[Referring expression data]

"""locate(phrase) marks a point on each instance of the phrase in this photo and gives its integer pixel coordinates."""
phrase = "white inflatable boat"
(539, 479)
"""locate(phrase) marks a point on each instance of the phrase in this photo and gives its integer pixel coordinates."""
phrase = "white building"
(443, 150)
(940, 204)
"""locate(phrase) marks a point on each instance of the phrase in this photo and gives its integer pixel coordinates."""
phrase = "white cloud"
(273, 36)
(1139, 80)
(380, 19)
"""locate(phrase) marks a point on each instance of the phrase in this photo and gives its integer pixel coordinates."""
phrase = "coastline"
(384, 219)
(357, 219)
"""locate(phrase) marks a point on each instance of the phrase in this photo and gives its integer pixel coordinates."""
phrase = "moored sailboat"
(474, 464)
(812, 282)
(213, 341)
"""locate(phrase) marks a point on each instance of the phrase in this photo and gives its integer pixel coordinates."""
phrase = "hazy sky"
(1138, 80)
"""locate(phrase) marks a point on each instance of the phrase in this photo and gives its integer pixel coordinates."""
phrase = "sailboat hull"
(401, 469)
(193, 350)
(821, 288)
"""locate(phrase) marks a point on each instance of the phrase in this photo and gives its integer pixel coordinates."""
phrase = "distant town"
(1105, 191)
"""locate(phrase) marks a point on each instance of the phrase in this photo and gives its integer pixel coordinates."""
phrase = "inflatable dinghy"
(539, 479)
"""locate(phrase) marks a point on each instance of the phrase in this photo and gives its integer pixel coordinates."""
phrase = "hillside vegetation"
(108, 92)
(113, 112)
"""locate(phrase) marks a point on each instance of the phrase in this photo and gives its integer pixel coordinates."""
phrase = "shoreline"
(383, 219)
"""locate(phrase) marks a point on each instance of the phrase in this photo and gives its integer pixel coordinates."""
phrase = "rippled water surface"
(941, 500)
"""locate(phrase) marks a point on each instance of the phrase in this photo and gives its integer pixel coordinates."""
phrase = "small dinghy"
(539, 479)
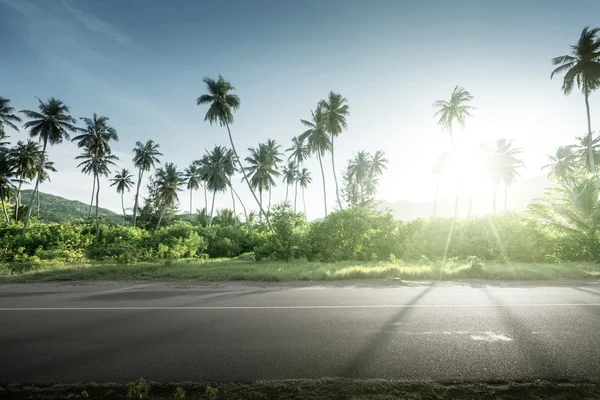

- [What the task asks] Print all entries exactly; skip the pictures.

- [Finished task]
"""locate(phrase) marks a point on each instance of the phrase in this photo and gives its integer pixel coordinates."""
phrase = "white inflatable boat"
(539, 479)
"""locate(phrase) marks a point on each instance of the phrase in this photo and gives its integer pixel coordinates."""
phrase = "white building"
(443, 150)
(940, 204)
"""locate(phrase) marks a point on each instance of the phrase in this photo and gives its integer pixel coordinates."""
phrase = "white cloud"
(273, 36)
(1139, 80)
(380, 19)
"""locate(phrase) marks a point on each instance of the phrase in this photo and gives its integer pixel coordinates."""
phrase = "coastline"
(384, 219)
(357, 219)
"""locate(phrase) marks a point on each instance of the phrase in this photo and gives its integer pixel coordinates."""
phrase = "moored sailboat"
(474, 464)
(812, 282)
(213, 341)
"""locate(phrase) marks a point on each instance of the phrase in this photo and gives its integer pixel coordinates."""
phrase = "hazy sky"
(1138, 80)
"""locate(phrase) marks a point on each instance of the phrase in this photo and gives its integer pixel coordinates."""
phrase = "sailboat hull"
(401, 469)
(193, 350)
(821, 288)
"""locate(phrase) marks a point on each instance of the phrase in this photo and gives its integer pixel coordinates."""
phrase = "distant town"
(1105, 191)
"""locate(phrase) marks a point on each instance of the phrase in this photo and gives its integer pixel coordinates."""
phrase = "inflatable dinghy"
(539, 479)
"""locate(phrase) marks a point on each instance of the phrase in this photo and gives its integer pixel coordinates."""
phrase = "hillside vegetation"
(108, 92)
(113, 112)
"""locate(phrase) marks a point on each instance of the phrase in this photo and gives its integer pixel coordinates."""
phrase = "shoreline"
(383, 219)
"""locate(phrase) marks a point on each instance of the phrase in this photo and gives its integer pixel coordinates."""
phrase = "rippled water surface"
(941, 500)
"""locate(phrase) marks a point on each instance of the phrase in this photo and gives its integer pixel coordinates."""
phrase = "small dinghy"
(539, 479)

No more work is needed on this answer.